** Stated goal **
Duplicate the passage of the big science text that opens with the words containing "Calvin opens up" and closes with "can’t do themselves.".

** Page text **

┌──

How are mass collaboration and open data changing the ways we do social science? While we’re used to thinking about data science as a major impact of computation on the study of human behavior, changes in scientific collaboration are driving even more fundamental change in the study of human behavior. In recent years for example, the Reproducibility Project: Psychology coordinated over 270 authors to attempt replications of published findings in psycholog. The working method they developed could dramatically improve the quality and rate of experimental knowledge, even as it revealed serious weaknesses in the slower single-study approach that has been more common.

One leader in this transformation of the social sciences is Calvin Lai (@CalvinKLai), a social psychologist and post-doctoral fellow at Harvard’s Safra Center, where he takes “big science” approaches to answering important about psychology. Calvin joined The Berkman Center’s Cooperation Working Group this April to talk about his big science approach. I was excited to learn from Calvin, since my own PhD focuses on creating open, replicated knowledge on social behavior online, with an emphasis on replicating studies on the effects of communit moderation. Here are my notes from our conversation:

Calvin Lai speaking at the Berkman Center

Calvin opens up by pointing out that as science has progressed over time, our questions have become more complex. People are specializing into specific questions that require high levels of expertise, or they’re realizing that there are big problems that a single lab at a single university can’t do, and not even a few labs working together. How can we tackle these problems, asks Calvin? One solution is to bring scientists together to pool resources and creativity to do things they can’t do themselves.

When people talk about big science, we often think about the large Hadron Collider at CERN, where there are literally over 10,000 scientists from hundreds of universities all working to find something out about what matters. But that kind of collaboration is uncommon outside the so-called hard sciences, Calvin tells us.

Big Science Versus Big Data: The Value of Carefully Designed Studies
How might the big science approach help us answer questions about how people think and act, and what they do? Within the social sciences, we often talk about big data, where a small group of researchers looks at a lot of data, and a lot of that research happens within companies and on social media sites. But one limitation is that it’s very noisy, and you have very indirect variables. An alternative approach is needed to ask questions about more precisely-collected variables.

Finding the Best Ways to Reduce Racial Bias with Big Science
Calvin shares two examples of big science. The first is a research contest to change people’s response to race, a study of implicit bias. What is implicit bias? These are thoughts swirling around our minds beyond our explicit control that influence how we behave. We might think of something as a gut feeling, or something where we catch ourselves before saying something. Over the past 30 years, psychologists have tried to figure out how to capture those processes in a bottle. We can’t just ask people what they think — we need to assess it indirectly through other measures. The most popular measure is the implicit association test, where you play a sorting game. The speed at which you sort things tells researchers how things are linked in their minds.

└──

** Data supplied **
┌──

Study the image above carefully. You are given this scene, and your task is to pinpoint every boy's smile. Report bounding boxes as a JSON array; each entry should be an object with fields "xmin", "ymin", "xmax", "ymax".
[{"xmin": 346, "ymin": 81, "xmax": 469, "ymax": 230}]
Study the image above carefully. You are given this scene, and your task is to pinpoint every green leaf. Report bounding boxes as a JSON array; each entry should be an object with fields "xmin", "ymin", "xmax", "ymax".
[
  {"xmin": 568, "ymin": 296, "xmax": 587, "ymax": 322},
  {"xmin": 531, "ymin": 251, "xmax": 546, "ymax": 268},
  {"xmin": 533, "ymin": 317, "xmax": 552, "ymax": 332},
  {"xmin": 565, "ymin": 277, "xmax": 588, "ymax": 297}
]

└──

** Answer to this exercise **
Calvin opens up by pointing out that as science has progressed over time, our questions have become more complex. People are specializing into specific questions that require high levels of expertise, or they’re realizing that there are big problems that a single lab at a single university can’t do, and not even a few labs working together. How can we tackle these problems, asks Calvin? One solution is to bring scientists together to pool resources and creativity to do things they can’t do themselves.